Estratto fornito:
SEZIONE SESTA CIVILE

SOTTOSEZIONE 3

Composta dagli Ill.mi Sigg.ri Magistrati:

Dott. FRASCA Raffaele – Presidente –

Dott. SCODITTI Enrico – Consigliere –

Dott. GRAZIOSI Chiara – Consigliere –

Dott. IANNELLO Emilio – Consigliere –

Dott. PORRECA Paolo – rel. Consigliere –

ha pronunciato la seguente:

ORDINANZA

sul ricorso 18271-2018 proposto da:

T.G., elettivamente domiciliata in ROMA, VIA CAIO MARIO 13, presso lo studio dell’avvocato SAVERIO COSI, che la rappresenta e difende;

– ricorrente –

contro

INTESA SANPAOLO SPA, in persona del Procuratore pro tempore, elettivamente domiciliata in ROMA, VIA DI VILLA GRAZIOLI 15, presso lo studio dell’avvocato BENEDETTO GARGANI, che la rappresenta e difende;

– controricorrente –

avverso la sentenza n. 5323/2018 del TRIBUNALE di ROMA, depositata il 13/03/2018;

udita la relazione della causa svolta nella camera di consiglio non partecipata del 06/06/2019 dal Consigliere Relatore Dott. PORRECA PAOLO.

Quesito scritto 1: Riporta il passo dell'ordinanza da "T.G., elettivamente domiciliata" a "Dott. PORRECA PAOLO.", sostituendo "controricorrente" con "resistente".
Quesito scritto 2: Elenca tutti i magistrati che compongono il collegio indicato nell'ordinanza.

Estratto dei dati:
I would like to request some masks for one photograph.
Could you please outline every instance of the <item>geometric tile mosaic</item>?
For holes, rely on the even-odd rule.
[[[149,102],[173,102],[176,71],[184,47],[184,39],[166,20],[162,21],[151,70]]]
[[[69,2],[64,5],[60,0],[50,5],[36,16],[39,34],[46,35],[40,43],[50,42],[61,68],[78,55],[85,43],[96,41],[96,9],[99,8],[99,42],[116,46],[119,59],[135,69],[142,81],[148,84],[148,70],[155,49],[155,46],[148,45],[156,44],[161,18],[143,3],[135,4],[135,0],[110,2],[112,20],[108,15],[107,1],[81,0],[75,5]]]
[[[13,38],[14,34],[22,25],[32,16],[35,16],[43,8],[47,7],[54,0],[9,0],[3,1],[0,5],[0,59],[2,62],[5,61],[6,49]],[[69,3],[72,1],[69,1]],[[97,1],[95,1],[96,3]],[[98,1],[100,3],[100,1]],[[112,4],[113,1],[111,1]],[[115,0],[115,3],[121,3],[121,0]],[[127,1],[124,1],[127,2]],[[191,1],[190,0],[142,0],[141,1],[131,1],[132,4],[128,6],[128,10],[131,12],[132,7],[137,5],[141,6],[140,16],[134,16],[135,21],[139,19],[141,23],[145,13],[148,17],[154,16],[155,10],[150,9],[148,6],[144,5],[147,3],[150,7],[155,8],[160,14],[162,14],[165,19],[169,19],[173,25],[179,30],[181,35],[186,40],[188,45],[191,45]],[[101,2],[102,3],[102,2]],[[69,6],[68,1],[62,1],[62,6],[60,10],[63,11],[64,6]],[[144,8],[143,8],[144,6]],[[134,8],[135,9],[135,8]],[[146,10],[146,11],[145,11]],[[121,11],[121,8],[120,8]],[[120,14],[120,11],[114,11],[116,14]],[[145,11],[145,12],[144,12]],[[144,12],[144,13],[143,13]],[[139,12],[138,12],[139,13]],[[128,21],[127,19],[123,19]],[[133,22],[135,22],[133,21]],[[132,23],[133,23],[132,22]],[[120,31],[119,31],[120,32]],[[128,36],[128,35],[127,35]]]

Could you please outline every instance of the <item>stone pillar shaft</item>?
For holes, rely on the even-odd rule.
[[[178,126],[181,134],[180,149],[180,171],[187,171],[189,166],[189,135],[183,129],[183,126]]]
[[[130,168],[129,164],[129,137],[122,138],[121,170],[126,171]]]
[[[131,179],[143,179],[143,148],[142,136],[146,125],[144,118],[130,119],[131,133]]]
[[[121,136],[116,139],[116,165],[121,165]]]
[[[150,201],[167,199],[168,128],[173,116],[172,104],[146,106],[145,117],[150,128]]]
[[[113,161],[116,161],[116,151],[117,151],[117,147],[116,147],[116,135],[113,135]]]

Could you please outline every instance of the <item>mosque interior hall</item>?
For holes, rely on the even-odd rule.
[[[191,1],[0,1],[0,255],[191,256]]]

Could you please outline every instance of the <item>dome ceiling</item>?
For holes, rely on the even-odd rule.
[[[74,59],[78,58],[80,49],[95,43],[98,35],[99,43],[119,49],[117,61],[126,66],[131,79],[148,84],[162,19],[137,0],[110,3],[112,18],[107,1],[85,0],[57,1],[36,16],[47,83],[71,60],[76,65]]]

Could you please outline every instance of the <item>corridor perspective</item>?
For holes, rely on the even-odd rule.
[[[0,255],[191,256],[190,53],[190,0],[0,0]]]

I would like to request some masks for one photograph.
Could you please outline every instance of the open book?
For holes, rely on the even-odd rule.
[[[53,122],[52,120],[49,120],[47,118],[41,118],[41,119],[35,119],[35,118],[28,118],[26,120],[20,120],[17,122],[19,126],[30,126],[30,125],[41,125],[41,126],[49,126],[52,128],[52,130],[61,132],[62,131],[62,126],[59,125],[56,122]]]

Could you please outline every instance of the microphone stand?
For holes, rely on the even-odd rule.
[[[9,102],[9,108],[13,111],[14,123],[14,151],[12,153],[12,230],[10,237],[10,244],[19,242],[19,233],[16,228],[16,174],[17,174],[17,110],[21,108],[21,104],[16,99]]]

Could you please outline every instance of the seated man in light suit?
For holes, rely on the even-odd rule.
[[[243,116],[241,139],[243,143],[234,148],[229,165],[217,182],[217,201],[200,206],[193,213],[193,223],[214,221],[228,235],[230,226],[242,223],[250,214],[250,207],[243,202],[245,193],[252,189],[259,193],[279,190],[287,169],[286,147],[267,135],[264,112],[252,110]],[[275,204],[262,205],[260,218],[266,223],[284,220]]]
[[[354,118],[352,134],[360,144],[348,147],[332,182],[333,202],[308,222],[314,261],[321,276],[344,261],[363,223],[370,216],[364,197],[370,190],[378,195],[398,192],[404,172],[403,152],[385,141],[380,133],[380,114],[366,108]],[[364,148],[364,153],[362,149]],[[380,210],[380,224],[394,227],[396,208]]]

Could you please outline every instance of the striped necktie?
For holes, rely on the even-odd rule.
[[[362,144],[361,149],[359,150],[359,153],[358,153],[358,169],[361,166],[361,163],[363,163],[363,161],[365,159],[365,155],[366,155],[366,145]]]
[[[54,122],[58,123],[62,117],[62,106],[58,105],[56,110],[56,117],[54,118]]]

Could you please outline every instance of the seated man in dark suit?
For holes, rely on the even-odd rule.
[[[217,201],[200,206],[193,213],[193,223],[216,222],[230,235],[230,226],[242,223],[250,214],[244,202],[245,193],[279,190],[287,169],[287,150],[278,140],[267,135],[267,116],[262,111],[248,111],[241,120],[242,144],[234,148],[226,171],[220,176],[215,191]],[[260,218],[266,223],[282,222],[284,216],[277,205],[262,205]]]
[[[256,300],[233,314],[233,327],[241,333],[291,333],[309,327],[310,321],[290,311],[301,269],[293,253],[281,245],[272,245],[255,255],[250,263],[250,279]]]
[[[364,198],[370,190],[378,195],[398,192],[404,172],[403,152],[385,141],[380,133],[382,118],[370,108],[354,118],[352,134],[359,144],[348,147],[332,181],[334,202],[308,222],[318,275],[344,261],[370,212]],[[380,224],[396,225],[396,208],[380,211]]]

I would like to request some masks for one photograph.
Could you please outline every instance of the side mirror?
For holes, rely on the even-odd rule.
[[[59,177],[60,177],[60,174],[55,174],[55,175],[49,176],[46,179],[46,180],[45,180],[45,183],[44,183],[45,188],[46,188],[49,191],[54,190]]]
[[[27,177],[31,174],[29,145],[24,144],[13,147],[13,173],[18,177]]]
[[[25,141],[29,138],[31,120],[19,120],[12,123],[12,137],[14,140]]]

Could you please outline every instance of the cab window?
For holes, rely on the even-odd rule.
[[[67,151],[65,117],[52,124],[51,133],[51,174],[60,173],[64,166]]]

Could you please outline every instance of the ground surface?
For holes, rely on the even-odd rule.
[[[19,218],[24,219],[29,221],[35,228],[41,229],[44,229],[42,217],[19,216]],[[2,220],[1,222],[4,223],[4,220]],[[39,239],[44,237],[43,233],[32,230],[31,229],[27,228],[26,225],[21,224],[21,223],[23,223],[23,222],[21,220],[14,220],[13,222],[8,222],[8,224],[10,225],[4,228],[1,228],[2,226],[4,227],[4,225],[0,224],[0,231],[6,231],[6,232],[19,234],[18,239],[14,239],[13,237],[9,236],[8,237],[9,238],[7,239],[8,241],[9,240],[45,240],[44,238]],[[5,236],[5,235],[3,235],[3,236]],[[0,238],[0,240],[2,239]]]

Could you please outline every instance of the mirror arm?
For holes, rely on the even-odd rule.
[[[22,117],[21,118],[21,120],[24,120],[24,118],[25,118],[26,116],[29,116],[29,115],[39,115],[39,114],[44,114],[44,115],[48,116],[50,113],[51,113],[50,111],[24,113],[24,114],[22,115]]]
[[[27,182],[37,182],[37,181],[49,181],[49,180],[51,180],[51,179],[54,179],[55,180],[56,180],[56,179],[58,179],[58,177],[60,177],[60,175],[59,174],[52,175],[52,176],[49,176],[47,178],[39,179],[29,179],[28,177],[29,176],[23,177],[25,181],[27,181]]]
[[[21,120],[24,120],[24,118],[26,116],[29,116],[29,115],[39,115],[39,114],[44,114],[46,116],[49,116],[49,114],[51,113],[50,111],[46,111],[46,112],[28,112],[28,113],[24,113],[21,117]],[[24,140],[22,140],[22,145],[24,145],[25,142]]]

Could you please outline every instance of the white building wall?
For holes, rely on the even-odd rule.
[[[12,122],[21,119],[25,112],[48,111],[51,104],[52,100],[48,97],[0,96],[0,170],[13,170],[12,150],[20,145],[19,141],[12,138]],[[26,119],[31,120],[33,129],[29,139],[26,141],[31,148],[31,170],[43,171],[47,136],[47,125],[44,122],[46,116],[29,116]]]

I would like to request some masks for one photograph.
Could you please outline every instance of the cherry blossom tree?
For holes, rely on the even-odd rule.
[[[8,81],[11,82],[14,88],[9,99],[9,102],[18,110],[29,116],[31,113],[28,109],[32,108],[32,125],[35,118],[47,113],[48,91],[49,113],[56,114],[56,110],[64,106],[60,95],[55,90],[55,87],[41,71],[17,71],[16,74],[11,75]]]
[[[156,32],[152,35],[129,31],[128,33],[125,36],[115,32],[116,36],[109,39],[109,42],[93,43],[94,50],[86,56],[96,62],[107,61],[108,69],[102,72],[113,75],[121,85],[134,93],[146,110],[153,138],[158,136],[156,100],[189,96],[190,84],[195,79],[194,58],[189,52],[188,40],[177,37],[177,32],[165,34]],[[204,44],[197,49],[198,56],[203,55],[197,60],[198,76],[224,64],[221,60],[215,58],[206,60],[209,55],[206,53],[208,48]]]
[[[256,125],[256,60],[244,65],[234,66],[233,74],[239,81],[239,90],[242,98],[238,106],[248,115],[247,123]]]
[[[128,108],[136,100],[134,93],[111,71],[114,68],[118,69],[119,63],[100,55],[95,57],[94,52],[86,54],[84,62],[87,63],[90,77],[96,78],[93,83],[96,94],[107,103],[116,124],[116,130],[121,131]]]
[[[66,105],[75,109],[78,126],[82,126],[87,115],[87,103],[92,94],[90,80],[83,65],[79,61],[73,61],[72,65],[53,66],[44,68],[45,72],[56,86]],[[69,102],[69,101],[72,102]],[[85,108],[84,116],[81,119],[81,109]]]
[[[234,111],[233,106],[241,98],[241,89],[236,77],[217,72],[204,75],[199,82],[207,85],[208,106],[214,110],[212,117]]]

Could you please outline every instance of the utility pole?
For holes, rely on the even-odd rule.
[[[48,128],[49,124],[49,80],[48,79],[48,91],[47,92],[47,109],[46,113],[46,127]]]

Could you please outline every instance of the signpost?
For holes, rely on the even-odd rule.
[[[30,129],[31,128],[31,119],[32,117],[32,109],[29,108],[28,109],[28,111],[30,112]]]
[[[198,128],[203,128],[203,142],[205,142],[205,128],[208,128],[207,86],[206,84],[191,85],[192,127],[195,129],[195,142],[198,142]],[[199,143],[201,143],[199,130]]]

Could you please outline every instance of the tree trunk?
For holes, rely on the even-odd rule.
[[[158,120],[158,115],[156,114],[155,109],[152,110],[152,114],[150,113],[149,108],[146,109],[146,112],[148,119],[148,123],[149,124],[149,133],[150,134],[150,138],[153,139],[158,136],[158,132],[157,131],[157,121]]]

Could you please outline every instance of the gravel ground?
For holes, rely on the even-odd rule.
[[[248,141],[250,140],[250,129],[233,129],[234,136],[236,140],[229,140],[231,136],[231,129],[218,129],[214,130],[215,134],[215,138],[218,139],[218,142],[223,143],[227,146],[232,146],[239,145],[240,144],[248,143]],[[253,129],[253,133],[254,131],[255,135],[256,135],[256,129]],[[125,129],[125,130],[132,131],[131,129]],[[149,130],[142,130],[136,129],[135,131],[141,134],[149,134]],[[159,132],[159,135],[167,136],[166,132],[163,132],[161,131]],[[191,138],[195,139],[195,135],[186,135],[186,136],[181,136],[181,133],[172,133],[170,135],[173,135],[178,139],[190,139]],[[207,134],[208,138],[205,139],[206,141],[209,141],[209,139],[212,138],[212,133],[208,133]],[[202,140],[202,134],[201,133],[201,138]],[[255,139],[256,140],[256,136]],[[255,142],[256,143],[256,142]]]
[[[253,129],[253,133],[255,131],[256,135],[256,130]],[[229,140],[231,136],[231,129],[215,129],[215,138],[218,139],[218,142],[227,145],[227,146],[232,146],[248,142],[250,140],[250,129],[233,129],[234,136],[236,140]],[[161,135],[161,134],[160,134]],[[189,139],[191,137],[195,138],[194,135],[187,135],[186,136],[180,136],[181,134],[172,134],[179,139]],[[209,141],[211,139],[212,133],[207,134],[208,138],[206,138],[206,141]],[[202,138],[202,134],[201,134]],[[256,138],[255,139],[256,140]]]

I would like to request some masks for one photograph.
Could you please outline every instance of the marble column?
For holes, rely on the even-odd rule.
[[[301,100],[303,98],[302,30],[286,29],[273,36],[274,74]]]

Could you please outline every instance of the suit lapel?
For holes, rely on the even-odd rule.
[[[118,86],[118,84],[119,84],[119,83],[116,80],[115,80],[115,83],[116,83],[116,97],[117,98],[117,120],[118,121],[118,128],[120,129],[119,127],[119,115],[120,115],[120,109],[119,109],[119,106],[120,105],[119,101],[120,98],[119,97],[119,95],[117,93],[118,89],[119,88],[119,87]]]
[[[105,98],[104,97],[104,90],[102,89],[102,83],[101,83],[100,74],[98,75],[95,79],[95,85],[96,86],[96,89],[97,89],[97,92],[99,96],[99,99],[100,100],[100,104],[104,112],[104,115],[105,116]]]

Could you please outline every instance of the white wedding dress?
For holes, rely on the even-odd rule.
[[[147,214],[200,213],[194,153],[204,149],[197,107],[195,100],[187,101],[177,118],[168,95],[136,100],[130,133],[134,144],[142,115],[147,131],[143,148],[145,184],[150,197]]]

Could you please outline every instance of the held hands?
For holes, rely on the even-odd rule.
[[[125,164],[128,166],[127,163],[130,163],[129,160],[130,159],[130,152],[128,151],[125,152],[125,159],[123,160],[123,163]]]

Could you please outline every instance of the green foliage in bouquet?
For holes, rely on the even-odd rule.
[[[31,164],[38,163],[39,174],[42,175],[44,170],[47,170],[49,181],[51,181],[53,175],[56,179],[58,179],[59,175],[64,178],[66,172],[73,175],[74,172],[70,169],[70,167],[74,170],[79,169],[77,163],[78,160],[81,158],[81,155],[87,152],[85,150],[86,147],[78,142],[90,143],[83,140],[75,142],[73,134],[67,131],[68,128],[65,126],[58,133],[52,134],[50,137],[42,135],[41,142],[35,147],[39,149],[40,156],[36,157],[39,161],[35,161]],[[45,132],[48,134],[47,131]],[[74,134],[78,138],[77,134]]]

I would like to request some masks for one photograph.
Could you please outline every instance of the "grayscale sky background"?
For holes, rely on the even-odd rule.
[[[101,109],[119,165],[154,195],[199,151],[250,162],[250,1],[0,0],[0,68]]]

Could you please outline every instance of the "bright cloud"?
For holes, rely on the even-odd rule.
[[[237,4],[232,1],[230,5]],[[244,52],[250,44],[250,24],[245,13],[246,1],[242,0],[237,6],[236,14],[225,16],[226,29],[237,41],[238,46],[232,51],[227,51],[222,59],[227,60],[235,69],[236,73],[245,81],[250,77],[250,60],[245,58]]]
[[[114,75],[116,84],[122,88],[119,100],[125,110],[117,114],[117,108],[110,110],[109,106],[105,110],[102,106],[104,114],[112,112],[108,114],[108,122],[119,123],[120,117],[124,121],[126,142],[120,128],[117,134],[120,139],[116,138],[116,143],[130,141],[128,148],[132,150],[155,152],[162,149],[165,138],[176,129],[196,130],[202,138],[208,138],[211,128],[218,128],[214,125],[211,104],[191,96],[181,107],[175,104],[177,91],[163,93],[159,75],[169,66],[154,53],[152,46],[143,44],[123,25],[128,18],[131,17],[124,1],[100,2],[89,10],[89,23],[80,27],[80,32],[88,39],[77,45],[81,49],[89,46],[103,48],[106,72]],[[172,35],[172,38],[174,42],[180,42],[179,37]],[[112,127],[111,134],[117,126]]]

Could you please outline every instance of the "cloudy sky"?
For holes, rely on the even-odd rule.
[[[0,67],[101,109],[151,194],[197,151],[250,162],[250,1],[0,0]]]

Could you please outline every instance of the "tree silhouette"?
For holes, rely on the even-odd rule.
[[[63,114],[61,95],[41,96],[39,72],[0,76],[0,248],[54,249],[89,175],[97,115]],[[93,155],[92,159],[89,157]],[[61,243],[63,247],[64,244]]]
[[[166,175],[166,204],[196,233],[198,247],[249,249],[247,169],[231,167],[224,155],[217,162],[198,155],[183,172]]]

Risposta 1:
T.G., elettivamente domiciliata in ROMA, VIA CAIO MARIO 13, presso lo studio dell’avvocato SAVERIO COSI, che la rappresenta e difende;

– ricorrente –

contro

INTESA SANPAOLO SPA, in persona del Procuratore pro tempore, elettivamente domiciliata in ROMA, VIA DI VILLA GRAZIOLI 15, presso lo studio dell’avvocato BENEDETTO GARGANI, che la rappresenta e difende;

– resistente –

avverso la sentenza n. 5323/2018 del TRIBUNALE di ROMA, depositata il 13/03/2018;

udita la relazione della causa svolta nella camera di consiglio non partecipata del 06/06/2019 dal Consigliere Relatore Dott. PORRECA PAOLO.

Risposta 2:
FRASCA Raffaele
SCODITTI Enrico
GRAZIOSI Chiara
IANNELLO Emilio
PORRECA Paolo